Exactly as written, reproduce the lines from the one that contains "the white cloud" through the end of the records.

Task inputs >>
-- Opening Marker --

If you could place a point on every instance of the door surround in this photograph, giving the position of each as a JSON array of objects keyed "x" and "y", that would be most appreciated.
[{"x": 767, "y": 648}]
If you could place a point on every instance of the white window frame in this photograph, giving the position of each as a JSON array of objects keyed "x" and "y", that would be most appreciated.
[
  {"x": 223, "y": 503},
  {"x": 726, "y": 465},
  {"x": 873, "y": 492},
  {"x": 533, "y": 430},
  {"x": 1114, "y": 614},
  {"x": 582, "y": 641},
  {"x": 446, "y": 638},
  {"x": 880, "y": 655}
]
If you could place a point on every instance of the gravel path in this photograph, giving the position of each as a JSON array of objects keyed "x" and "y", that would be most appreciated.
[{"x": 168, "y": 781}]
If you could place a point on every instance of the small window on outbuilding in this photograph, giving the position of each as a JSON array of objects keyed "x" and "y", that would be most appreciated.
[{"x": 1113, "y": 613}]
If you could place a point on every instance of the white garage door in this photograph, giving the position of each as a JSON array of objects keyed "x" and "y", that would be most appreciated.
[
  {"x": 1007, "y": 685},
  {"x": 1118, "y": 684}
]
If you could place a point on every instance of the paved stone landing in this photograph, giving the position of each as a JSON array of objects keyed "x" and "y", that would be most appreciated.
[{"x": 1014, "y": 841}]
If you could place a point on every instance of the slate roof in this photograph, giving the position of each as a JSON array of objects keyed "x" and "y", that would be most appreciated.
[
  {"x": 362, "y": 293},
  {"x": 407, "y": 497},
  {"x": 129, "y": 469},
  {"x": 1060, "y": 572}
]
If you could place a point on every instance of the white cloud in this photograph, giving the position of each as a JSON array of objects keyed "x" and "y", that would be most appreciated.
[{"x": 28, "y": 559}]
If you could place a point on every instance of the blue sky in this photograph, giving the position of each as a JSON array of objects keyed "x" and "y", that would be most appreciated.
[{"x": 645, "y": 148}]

-- Closing Marker --

Response to the exercise >>
If you could place a point on every instance of the white cloud in this photograph, giving the position of each as a JSON array of objects keyed "x" and "y", that would be most appreciated.
[{"x": 28, "y": 559}]
If you could place a point on every instance of the blue sky in this photograph, giving the position of each as a JSON array of objects keyed "x" and "y", that would be most appreciated.
[{"x": 645, "y": 148}]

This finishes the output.